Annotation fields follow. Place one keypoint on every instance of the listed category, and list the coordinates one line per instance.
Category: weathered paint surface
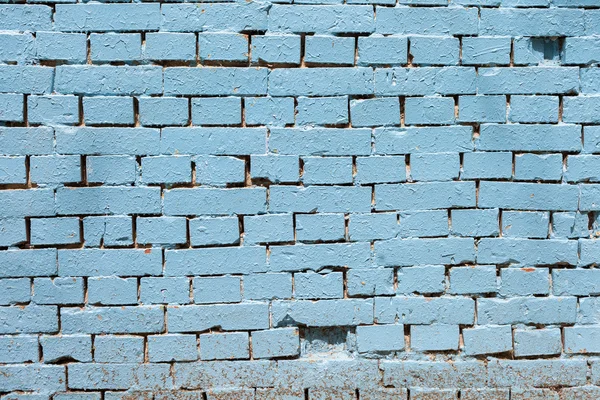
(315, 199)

+--

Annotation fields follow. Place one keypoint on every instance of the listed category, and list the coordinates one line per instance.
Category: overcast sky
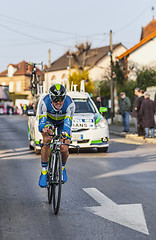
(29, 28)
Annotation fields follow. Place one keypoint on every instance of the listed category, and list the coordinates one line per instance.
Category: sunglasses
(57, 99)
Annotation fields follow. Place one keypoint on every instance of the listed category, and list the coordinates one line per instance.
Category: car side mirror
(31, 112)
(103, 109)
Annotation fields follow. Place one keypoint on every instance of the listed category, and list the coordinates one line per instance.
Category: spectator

+--

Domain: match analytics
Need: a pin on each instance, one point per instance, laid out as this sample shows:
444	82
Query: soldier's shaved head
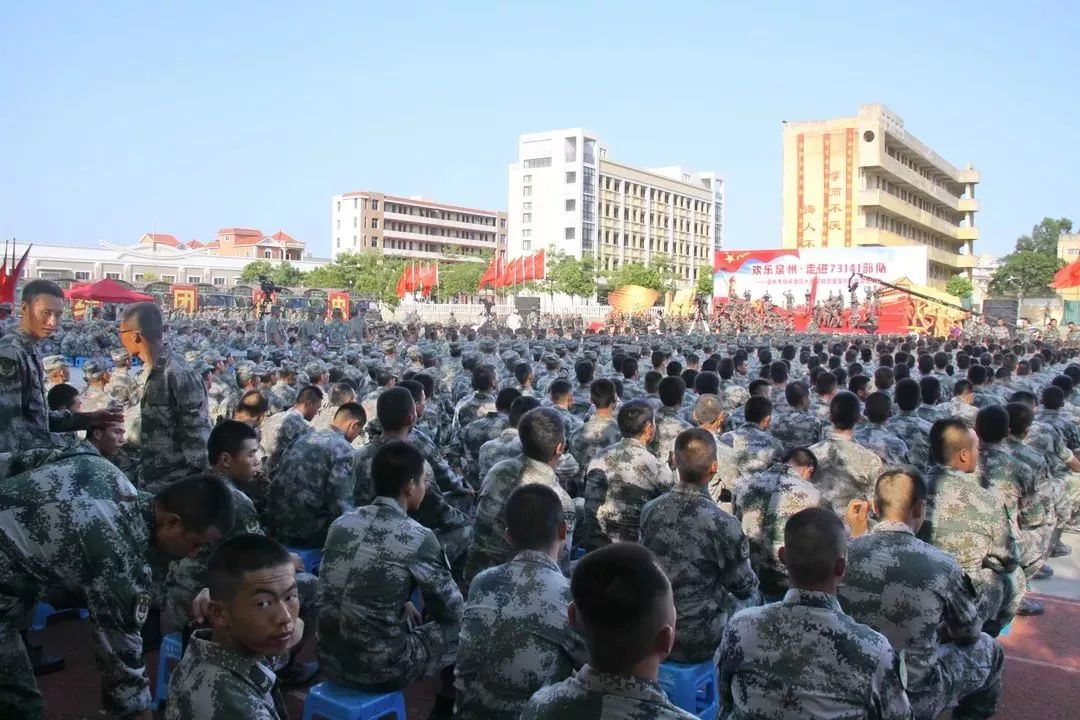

+--

From the entries above, give again exactly the lines running from the line with "Domain: match analytics" to the line with "Query: soldier's shaved head"; include both of those lines.

Domain: match analytics
Need: a pin on each instance, one point per instance, laid out as this sample shows:
444	82
Query: soldier's shaved head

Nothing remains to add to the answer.